— Working data —
____________________

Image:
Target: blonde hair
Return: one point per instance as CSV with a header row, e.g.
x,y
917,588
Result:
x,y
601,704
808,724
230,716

____________________

— Exercise objective —
Arrange every line of the records above as a numbered list, leaving out any blank lines.

— Solution to this problem —
1. Image:
2. Target: blonde hair
3. Return: one point per instance as CSV with a header row, e.g.
4. x,y
5. 917,588
6. Result:
7. x,y
8. 601,704
9. 808,724
10. 230,716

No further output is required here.